- _Objective_
Please give the data below again in full, exactly as it stands.

- _Records provided_
-- BEGIN --

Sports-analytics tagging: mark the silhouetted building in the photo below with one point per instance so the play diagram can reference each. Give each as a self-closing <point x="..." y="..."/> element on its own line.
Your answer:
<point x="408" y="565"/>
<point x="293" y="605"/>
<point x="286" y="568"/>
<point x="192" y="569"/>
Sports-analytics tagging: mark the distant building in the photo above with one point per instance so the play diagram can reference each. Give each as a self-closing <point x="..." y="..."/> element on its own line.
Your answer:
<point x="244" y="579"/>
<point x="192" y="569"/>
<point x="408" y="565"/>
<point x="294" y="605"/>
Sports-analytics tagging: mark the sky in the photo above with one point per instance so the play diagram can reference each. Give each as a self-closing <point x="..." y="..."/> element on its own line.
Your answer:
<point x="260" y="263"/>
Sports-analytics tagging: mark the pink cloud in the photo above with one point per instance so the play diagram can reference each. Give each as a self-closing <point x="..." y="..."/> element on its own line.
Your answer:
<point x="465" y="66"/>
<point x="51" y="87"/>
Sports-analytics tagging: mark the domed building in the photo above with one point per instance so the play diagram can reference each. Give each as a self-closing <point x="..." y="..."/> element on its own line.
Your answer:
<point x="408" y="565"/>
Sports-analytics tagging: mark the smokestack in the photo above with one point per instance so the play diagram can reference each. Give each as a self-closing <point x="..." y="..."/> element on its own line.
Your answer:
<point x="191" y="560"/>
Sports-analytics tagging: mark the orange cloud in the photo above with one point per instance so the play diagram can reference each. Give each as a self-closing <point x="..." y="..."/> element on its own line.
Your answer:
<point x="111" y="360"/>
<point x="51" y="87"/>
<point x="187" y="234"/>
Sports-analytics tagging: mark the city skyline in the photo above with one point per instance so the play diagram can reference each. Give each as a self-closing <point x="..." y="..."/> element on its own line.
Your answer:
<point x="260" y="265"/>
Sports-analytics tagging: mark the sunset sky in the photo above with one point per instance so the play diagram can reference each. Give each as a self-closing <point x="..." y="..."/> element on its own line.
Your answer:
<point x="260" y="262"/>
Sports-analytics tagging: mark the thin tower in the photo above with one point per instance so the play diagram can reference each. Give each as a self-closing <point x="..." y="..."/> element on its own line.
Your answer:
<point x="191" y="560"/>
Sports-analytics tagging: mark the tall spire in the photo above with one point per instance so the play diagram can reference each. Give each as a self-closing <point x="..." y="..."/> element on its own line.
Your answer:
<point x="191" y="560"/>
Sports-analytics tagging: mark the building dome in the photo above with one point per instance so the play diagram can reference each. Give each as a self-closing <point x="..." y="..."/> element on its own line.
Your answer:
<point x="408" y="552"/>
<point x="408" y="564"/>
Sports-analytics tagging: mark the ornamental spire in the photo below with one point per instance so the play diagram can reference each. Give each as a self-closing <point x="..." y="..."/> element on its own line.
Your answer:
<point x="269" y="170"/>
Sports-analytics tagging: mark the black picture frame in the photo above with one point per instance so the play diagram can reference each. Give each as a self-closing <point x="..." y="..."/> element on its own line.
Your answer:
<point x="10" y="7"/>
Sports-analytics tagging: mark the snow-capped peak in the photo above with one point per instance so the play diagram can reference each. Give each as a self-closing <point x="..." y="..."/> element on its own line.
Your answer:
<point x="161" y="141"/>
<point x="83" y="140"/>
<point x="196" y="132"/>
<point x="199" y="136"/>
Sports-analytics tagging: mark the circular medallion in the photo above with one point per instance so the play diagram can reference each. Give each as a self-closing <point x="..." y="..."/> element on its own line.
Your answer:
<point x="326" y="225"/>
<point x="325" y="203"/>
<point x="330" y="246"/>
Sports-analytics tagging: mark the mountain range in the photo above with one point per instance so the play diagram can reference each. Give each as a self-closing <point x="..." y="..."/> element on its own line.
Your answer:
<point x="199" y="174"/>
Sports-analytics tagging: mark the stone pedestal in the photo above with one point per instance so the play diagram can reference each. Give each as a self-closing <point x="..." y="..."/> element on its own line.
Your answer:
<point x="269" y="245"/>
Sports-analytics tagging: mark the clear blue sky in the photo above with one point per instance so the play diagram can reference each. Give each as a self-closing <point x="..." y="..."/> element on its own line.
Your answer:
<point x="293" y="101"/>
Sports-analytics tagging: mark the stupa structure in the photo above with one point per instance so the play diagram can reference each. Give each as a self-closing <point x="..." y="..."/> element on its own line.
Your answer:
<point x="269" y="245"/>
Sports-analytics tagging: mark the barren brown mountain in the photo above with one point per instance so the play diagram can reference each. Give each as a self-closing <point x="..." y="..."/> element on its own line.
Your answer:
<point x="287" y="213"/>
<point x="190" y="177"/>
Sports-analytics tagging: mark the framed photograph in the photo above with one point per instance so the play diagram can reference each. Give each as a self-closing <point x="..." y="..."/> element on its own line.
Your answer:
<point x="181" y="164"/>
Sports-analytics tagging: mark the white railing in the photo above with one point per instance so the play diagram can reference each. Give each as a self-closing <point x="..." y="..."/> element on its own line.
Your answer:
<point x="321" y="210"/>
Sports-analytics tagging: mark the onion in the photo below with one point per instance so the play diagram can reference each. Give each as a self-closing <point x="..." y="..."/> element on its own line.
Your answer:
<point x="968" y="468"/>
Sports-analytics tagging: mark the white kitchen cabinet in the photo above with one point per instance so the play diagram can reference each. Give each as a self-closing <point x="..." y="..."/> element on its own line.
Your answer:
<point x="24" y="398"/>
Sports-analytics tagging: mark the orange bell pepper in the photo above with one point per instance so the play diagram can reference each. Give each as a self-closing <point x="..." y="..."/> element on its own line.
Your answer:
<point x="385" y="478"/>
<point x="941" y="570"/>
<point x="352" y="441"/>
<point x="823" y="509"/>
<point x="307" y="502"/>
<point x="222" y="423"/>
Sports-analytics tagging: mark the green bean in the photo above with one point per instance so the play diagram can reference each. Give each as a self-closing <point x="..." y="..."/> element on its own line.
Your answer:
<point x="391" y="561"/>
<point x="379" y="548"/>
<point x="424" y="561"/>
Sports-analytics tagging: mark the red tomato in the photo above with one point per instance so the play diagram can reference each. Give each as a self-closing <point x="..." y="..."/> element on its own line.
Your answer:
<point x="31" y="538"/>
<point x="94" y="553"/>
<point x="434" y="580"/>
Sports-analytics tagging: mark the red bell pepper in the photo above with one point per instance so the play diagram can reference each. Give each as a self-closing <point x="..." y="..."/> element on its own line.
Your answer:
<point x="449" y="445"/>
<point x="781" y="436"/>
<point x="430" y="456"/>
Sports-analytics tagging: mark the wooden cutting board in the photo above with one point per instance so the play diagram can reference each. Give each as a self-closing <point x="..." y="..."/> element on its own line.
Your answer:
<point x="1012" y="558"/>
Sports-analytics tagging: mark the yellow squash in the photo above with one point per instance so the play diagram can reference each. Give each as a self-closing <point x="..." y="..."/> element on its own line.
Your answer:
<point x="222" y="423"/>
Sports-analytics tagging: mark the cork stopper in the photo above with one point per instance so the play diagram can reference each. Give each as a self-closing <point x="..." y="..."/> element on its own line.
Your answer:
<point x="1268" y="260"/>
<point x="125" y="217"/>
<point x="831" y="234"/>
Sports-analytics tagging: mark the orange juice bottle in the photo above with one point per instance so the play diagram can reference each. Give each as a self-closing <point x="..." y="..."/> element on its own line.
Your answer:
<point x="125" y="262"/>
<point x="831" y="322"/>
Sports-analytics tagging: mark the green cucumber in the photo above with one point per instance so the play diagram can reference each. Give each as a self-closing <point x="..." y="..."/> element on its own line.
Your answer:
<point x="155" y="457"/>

-- END --

- _The output_
Sports-analytics tagging: mark the silhouetted building in the photo below with one point per instance so the play diagram can reference each. Give each as a self-closing <point x="..." y="..."/> element on its own line.
Your answer:
<point x="408" y="565"/>
<point x="293" y="605"/>
<point x="286" y="568"/>
<point x="192" y="569"/>
Sports-analytics tagging: mark the distant building in the photo above with one point per instance so the play diagram can reference each. Give each as a self-closing <point x="..." y="..."/> element on its own line.
Your answer:
<point x="244" y="579"/>
<point x="192" y="569"/>
<point x="408" y="565"/>
<point x="294" y="605"/>
Sports-analytics tagging: mark the sky in the photo above with one point per instance so the play diagram can reference each. Give each as a self-closing <point x="..." y="..."/> element on its own line.
Your answer:
<point x="260" y="263"/>
Sports-analytics tagging: mark the pink cloud in the photo above with one point per instance so the play diagram can reference each. Give each as a self-closing <point x="..." y="..."/> element on its own line.
Your answer:
<point x="465" y="66"/>
<point x="51" y="87"/>
Sports-analytics tagging: mark the domed building in the photo above with one point per instance so the play diagram can reference each. Give each as a self-closing <point x="..." y="..."/> element on its own line.
Your answer:
<point x="408" y="565"/>
Sports-analytics tagging: mark the smokestack in the photo above with one point per instance so the play diagram can reference each. Give each as a self-closing <point x="..." y="..."/> element on its own line.
Your answer:
<point x="191" y="560"/>
Sports-analytics tagging: mark the orange cloud in the photo above with one point per instance so the play diagram can reference each. Give each as a self-closing <point x="..." y="..."/> element on its own line.
Your answer:
<point x="111" y="360"/>
<point x="51" y="87"/>
<point x="187" y="234"/>
Sports-analytics tagging: mark the city skyline in the photo above with one point per instance so the play diagram can reference each. Give each as a self-closing <point x="..." y="..."/> element on its own line.
Your answer:
<point x="260" y="265"/>
Sports-analytics tagging: mark the sunset sky in the photo above with one point per instance so the play diagram can reference each. Give each as a self-closing <point x="..." y="..."/> element on its own line.
Your answer:
<point x="260" y="262"/>
Sports-analytics tagging: mark the thin tower in the photo above with one point per instance so the play diagram can reference each. Give each as a self-closing <point x="..." y="..."/> element on its own line.
Your answer:
<point x="191" y="560"/>
Sports-analytics tagging: mark the tall spire in the photo above with one point per instance so the play diagram can reference each. Give each as a self-closing <point x="..." y="..."/> element on its own line.
Your answer:
<point x="191" y="560"/>
Sports-analytics tagging: mark the building dome in the photo above with one point per instance so the play diagram can reference each. Give each as a self-closing <point x="..." y="..."/> element on its own line.
Your answer:
<point x="408" y="552"/>
<point x="408" y="564"/>
Sports-analytics tagging: mark the ornamental spire in the photo below with one point per instance so the play diagram can reference each. Give each as a self-closing <point x="..." y="..."/> element on its own line.
Your answer:
<point x="269" y="170"/>
Sports-analytics tagging: mark the black picture frame in the photo above with one point per instance so the play diagram can reference each. Give each as a self-closing <point x="..." y="..."/> element on its own line.
Your answer:
<point x="10" y="7"/>
Sports-analytics tagging: mark the snow-capped peak in the photo above with one point per instance so the play diagram can reference each. Give each as a self-closing <point x="..." y="..."/> element on its own line.
Your answer:
<point x="161" y="141"/>
<point x="83" y="140"/>
<point x="196" y="132"/>
<point x="199" y="136"/>
Sports-analytics tagging: mark the circular medallion in the photo above with one point per instance so the play diagram can reference each. Give each as a self-closing <point x="..." y="..."/> element on its own line.
Your answer:
<point x="326" y="225"/>
<point x="325" y="203"/>
<point x="330" y="246"/>
Sports-analytics tagging: mark the mountain range in the photo above with one point per instance so the play diagram can reference each. Give each as a self-closing <point x="..." y="..."/> element on its own line.
Your answer:
<point x="199" y="174"/>
Sports-analytics tagging: mark the stone pedestal in the photo above with one point per instance so the play diagram can reference each. Give each as a self-closing <point x="..." y="..."/> element on its own line.
Your answer:
<point x="269" y="245"/>
Sports-analytics tagging: mark the clear blue sky in the photo above with one point per instance so the play diagram can reference each. Give each as a self-closing <point x="..." y="..."/> element on its own line.
Your answer:
<point x="293" y="101"/>
Sports-analytics tagging: mark the stupa structure in the photo above with one point per instance so the play diagram can reference each. Give each as a self-closing <point x="..." y="..."/> element on its own line.
Your answer:
<point x="269" y="245"/>
Sports-analytics tagging: mark the barren brown mountain in the photo above with one point per instance so the play diagram can reference each. Give each as a self-closing <point x="..." y="..."/> element on its own line.
Your answer:
<point x="287" y="213"/>
<point x="190" y="177"/>
Sports-analytics tagging: mark the framed photograph in the photo above with one point per instance so the play diagram can reference each. Give each as a self-closing <point x="..." y="..."/> element on its own line.
Your answer:
<point x="181" y="164"/>
Sports-analytics tagging: mark the white railing in the photo above with one point per instance so the play diagram can reference each. Give each as a self-closing <point x="..." y="..."/> element on its own line.
Your answer:
<point x="321" y="210"/>
Sports-analytics tagging: mark the onion in the photo below with one point per instance so the play diagram can reference each. Give each as a self-closing <point x="..." y="..."/> element on its own line.
Your answer:
<point x="968" y="468"/>
Sports-analytics tagging: mark the white kitchen cabinet in the photo above with one point per instance so the play diagram can reference each. Give each as a self-closing <point x="..." y="..."/> element on its own line.
Your answer:
<point x="24" y="398"/>
Sports-analytics tagging: mark the orange bell pepper in the photo above with one point per instance so the play diagram can reference each. Give each as a self-closing <point x="..." y="..."/> element on its own line.
Your answer:
<point x="385" y="478"/>
<point x="941" y="570"/>
<point x="352" y="441"/>
<point x="823" y="509"/>
<point x="307" y="502"/>
<point x="222" y="423"/>
Sports-analytics tagging: mark the green bean in the photo above with one point per instance so the play diagram can reference each. Give each as a self-closing <point x="..." y="..."/> element on its own line.
Your answer:
<point x="391" y="561"/>
<point x="379" y="548"/>
<point x="424" y="561"/>
Sports-analytics tagging: mark the red tomato in the photo above with one point per instance so the play diagram can reference each. Give each as a self-closing <point x="..." y="..."/> element on its own line.
Your answer:
<point x="31" y="538"/>
<point x="94" y="553"/>
<point x="434" y="580"/>
Sports-analytics tagging: mark the red bell pepper in the photo above with one point per instance so the play diagram can reference each. Give each as a self-closing <point x="..." y="..."/> element on its own line.
Your answer:
<point x="449" y="445"/>
<point x="781" y="436"/>
<point x="430" y="456"/>
Sports-analytics tagging: mark the wooden cutting board in the photo above with one point per instance so the play diagram can reference each. Give each as a self-closing <point x="..." y="..."/> element on its own line.
Your answer:
<point x="1012" y="558"/>
Sports-analytics tagging: mark the yellow squash in the photo above with one point per instance so the play diagram can reference each. Give each as a self-closing <point x="..." y="..."/> element on its own line.
Your answer:
<point x="222" y="423"/>
Sports-analytics tagging: mark the cork stopper in the photo above with one point per instance so the play diagram can reference each. Give each as a self-closing <point x="..." y="..."/> element on its own line.
Your answer:
<point x="1268" y="260"/>
<point x="125" y="217"/>
<point x="831" y="234"/>
Sports-analytics tagging: mark the orange juice bottle in the photo above with one point per instance so the play diagram can reference each. Give each as a self-closing <point x="..." y="..."/> element on its own line.
Your answer:
<point x="125" y="262"/>
<point x="831" y="322"/>
Sports-analytics tagging: mark the green cucumber in the photo above with one point per instance so the play diagram can reference each. Give each as a self-closing <point x="..." y="..."/> element on its own line.
Your answer:
<point x="155" y="457"/>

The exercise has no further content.